* ASSIGNMENT: A faithful copy of the data, pictures omitted, is the required answer.

Point localization data
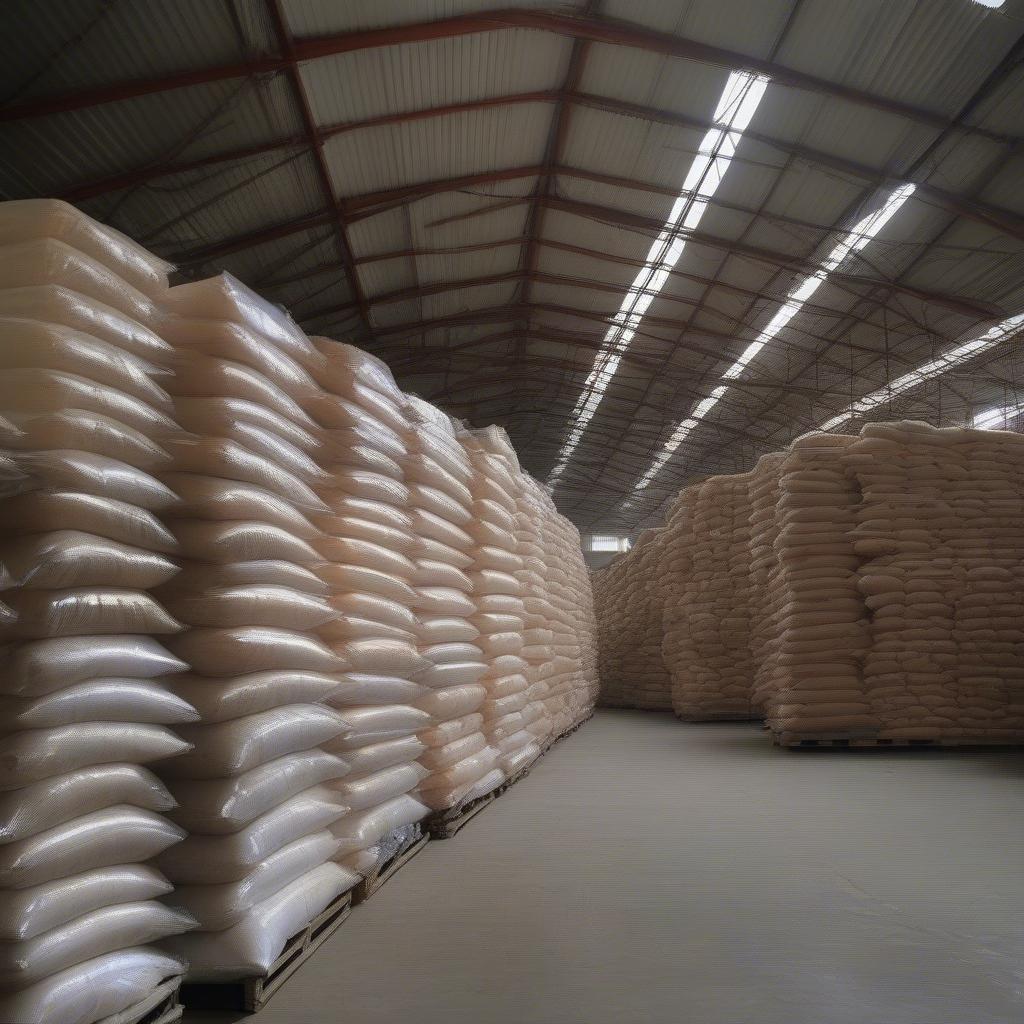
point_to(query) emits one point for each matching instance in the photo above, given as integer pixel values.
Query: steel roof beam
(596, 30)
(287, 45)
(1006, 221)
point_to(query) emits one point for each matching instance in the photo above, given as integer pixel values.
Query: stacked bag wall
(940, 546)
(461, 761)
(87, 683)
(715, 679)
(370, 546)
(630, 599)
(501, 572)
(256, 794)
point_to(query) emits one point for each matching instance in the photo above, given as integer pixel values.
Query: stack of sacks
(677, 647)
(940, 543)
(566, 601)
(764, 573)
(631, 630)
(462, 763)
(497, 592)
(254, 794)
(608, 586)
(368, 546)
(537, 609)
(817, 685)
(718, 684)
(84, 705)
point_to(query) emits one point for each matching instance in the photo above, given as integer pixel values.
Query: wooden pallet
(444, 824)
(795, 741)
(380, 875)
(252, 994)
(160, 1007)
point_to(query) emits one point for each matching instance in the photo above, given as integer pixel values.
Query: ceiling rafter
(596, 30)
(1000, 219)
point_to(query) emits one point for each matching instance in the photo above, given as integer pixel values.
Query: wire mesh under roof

* TASK SOLUTION:
point_to(query) emits one point for each matching instance in the photo above, given as integer pixel values.
Query: steel roof beam
(596, 30)
(287, 45)
(1006, 221)
point_to(query) emits one point for each matching instance in the photo above, given as integer pixel values.
Query: stacked bag wall
(940, 546)
(461, 761)
(87, 683)
(715, 679)
(370, 546)
(630, 599)
(501, 572)
(256, 794)
point_to(query) emits one point for each matching instance in the photo above, given as integer pixel values.
Query: stack of sacks
(677, 647)
(940, 543)
(566, 601)
(764, 573)
(631, 630)
(462, 763)
(497, 592)
(254, 794)
(608, 586)
(368, 546)
(537, 609)
(817, 685)
(718, 684)
(84, 705)
point_to(query) emits one point for each matching instance in the photo above, given as integer pixel values.
Query: wooden pallet
(444, 824)
(795, 741)
(380, 875)
(252, 994)
(160, 1007)
point_to(query) emits one point for each matching instance in the photo above, given as integer pixel values.
Query: ceiling rafter
(596, 30)
(1000, 219)
point_to(query) emits one point for each matching instance in the photo above, given as integer pixel values.
Query: wire mesh under roof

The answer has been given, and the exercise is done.